**THE PROBLEM:**
Write out only the tail of the records, beginning at the line containing "In this exercise you will identify every instance of the antenna" and including the last line, exactly as written.

**MATERIAL TO PROCESS:**
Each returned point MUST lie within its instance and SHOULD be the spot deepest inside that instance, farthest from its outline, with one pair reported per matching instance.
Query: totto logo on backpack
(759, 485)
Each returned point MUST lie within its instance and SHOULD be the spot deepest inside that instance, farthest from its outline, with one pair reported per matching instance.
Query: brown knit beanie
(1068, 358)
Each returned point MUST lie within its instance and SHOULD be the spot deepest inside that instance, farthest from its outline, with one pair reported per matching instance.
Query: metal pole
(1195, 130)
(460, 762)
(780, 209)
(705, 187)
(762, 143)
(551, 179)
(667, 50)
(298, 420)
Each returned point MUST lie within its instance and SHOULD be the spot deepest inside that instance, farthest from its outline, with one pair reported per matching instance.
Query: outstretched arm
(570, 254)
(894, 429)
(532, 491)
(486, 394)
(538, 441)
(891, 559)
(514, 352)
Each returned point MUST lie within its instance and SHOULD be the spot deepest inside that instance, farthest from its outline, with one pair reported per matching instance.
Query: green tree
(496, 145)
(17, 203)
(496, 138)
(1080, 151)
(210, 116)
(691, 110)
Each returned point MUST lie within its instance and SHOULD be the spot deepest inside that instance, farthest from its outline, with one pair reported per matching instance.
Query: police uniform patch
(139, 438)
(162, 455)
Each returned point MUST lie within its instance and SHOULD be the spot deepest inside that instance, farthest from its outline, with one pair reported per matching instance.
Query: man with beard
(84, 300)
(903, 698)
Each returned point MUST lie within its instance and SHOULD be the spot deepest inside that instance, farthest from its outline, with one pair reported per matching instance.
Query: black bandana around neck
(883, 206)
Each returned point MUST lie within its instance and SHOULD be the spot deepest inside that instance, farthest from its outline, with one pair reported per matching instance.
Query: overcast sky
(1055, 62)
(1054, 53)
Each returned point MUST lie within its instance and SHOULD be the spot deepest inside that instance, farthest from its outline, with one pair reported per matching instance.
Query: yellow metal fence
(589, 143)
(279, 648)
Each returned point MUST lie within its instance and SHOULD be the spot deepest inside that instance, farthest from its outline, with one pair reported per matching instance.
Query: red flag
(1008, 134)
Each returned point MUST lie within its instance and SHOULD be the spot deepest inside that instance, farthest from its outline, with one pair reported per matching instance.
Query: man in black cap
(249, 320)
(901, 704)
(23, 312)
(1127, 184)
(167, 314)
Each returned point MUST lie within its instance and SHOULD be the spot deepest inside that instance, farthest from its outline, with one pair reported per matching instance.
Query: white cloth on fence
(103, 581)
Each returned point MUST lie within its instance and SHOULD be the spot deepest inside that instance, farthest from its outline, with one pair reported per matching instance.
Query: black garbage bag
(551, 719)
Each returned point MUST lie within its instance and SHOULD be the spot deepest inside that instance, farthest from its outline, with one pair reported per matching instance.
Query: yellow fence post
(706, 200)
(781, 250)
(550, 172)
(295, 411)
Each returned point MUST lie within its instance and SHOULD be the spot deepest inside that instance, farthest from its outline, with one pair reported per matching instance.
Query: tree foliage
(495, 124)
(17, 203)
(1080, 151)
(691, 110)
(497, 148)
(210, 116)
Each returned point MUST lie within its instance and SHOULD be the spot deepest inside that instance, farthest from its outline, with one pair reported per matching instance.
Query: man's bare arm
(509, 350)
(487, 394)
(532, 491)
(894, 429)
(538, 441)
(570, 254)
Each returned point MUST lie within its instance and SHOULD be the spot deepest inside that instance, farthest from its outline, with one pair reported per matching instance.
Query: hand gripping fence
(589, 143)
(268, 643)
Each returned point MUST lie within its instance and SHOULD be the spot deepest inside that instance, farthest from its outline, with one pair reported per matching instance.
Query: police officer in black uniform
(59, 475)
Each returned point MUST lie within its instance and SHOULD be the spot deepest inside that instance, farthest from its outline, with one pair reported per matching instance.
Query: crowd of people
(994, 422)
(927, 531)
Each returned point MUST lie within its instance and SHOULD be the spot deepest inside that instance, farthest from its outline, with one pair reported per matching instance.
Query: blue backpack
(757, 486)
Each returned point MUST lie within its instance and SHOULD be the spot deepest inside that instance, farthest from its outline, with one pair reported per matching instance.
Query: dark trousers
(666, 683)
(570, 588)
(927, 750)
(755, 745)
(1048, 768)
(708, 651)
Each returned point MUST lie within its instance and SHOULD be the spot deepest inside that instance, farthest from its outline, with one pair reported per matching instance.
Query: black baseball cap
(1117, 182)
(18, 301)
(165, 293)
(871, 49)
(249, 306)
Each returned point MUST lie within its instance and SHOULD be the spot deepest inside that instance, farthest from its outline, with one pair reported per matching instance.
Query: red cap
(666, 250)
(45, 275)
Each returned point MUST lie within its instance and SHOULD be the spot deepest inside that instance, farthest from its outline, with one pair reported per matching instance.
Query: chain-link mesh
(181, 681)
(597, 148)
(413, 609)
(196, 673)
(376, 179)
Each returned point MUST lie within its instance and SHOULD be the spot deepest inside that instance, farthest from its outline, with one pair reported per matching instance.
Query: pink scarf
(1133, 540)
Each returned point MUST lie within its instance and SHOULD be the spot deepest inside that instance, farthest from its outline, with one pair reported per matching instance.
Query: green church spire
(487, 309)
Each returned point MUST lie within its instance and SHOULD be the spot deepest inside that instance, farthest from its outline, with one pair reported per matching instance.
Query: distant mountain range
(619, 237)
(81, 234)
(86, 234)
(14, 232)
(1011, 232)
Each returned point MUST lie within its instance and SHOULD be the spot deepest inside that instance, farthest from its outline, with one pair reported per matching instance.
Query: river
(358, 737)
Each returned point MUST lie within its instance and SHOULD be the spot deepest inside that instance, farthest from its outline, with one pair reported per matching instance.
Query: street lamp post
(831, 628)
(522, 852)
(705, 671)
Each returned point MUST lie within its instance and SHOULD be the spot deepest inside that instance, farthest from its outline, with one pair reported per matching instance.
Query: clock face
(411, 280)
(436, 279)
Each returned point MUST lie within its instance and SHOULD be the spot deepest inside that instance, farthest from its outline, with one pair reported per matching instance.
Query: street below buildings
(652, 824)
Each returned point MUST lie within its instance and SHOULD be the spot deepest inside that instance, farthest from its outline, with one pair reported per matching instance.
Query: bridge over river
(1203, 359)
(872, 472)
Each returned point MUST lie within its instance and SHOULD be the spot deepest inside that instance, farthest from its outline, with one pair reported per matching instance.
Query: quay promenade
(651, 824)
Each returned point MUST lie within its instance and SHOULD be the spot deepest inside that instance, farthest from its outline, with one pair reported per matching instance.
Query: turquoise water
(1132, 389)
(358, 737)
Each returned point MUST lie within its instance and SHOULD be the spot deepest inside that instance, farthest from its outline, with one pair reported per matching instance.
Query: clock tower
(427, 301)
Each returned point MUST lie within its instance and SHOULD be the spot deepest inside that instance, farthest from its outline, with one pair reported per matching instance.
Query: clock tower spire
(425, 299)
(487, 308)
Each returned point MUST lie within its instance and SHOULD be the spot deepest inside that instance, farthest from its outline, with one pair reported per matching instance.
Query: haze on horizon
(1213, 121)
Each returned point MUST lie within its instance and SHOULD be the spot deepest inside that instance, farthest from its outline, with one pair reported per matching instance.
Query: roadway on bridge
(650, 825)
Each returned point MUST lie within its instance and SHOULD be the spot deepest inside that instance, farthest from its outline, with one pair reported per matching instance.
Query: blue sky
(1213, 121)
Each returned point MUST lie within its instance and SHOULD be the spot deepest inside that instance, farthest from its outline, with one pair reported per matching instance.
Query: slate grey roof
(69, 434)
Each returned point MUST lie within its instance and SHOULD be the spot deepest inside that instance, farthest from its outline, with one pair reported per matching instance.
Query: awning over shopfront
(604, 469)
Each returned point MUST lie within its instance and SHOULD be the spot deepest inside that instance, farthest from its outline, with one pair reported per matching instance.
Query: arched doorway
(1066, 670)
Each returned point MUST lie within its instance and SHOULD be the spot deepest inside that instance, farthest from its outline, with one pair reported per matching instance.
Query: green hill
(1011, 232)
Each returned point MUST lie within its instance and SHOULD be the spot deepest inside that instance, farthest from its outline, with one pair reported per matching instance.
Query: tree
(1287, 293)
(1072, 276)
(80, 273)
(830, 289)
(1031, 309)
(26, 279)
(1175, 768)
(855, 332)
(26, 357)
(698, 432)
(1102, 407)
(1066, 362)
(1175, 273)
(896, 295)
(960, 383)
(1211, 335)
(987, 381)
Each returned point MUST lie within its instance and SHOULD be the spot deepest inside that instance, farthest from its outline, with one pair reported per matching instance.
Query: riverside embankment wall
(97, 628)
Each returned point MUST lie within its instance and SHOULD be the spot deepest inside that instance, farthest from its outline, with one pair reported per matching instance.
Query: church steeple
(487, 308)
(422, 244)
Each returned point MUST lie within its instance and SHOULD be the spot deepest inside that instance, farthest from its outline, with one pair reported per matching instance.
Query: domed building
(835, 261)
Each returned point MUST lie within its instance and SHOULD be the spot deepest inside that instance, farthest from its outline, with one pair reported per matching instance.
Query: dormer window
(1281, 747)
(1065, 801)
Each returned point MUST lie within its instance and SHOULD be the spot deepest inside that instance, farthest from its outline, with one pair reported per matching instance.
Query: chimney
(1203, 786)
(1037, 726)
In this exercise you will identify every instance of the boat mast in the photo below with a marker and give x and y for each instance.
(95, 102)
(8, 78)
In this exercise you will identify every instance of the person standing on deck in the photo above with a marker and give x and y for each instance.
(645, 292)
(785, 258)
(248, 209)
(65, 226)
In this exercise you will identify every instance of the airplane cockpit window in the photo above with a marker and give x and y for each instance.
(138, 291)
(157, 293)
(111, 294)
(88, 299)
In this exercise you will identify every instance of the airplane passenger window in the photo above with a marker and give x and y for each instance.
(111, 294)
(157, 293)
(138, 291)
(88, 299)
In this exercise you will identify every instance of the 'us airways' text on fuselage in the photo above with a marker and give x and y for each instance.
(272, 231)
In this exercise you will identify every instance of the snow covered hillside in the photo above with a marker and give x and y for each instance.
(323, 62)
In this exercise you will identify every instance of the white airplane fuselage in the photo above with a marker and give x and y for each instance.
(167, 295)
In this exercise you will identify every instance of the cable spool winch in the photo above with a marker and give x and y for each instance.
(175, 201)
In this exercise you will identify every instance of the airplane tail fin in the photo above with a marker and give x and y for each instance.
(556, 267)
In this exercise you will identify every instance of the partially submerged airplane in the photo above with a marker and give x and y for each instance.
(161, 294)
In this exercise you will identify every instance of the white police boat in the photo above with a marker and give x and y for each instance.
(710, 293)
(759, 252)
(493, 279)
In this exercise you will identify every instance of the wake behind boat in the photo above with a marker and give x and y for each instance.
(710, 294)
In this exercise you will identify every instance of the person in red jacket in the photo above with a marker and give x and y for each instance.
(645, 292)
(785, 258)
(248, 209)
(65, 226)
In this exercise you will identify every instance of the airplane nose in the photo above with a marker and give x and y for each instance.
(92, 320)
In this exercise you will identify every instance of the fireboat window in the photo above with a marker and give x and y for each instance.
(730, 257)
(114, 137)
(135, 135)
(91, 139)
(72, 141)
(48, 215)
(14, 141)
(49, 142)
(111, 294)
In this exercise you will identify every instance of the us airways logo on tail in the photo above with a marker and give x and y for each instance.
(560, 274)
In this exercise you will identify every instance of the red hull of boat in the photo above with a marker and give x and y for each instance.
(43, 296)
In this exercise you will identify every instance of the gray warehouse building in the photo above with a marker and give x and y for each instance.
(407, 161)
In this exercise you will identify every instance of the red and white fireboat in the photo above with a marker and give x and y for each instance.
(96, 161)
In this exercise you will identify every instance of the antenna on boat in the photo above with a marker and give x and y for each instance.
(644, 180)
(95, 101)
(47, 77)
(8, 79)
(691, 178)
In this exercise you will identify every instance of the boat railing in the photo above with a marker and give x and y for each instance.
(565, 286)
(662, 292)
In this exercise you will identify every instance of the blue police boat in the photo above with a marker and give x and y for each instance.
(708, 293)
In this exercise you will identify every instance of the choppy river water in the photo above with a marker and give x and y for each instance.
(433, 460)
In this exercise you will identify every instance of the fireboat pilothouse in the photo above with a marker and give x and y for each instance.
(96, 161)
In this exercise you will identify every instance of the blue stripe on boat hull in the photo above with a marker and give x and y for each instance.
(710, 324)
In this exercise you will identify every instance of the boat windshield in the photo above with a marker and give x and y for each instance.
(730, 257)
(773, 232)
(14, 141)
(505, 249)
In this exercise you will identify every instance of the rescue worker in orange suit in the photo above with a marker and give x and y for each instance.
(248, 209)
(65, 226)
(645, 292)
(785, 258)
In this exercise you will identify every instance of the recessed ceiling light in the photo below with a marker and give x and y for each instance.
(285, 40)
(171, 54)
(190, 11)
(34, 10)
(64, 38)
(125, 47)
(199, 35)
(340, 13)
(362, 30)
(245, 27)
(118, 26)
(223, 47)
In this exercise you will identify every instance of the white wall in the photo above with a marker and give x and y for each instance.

**EXERCISE OUTPUT:**
In this exercise you will identify every instance of the antenna on boat in the photo above with a marker and give x and y for each instance.
(644, 180)
(95, 101)
(47, 77)
(8, 79)
(691, 178)
In this exercise you will identify every instance of the boat railing in the photo above with a marker and give x and y for each instance.
(565, 286)
(662, 292)
In this exercise you will identify every instance of the blue police boat in the photo above with a marker and give x and y for each instance.
(708, 293)
In this exercise you will identify every instance of the choppy river water in the photo above with a marker and give x and y for each instance.
(433, 460)
In this exercise you will identify every instance of the fireboat pilothouse in the photo above with a marker and give x and y for each instance.
(96, 161)
In this exercise you will identify every instance of the blue stripe on boat hull in the photo above with a marker and give x and y for each instance.
(710, 324)
In this exercise you will identify every instance of the boat windshield in the photo above with a marker and give x and y for each instance.
(730, 257)
(773, 232)
(14, 141)
(505, 249)
In this exercise you will identify every instance of the rescue worker in orange suit in the photo above with a marker and give x and y for each instance.
(248, 209)
(65, 226)
(645, 292)
(785, 258)
In this exercise you will identify every instance of the recessed ceiling light in the photo below with a marker and give x and y for each instance.
(285, 40)
(171, 54)
(190, 11)
(34, 10)
(64, 38)
(125, 47)
(199, 35)
(340, 13)
(362, 30)
(245, 27)
(118, 26)
(223, 47)
In this exercise you will identify every instance of the white wall in the photo above with a marker and give x and y for each instance.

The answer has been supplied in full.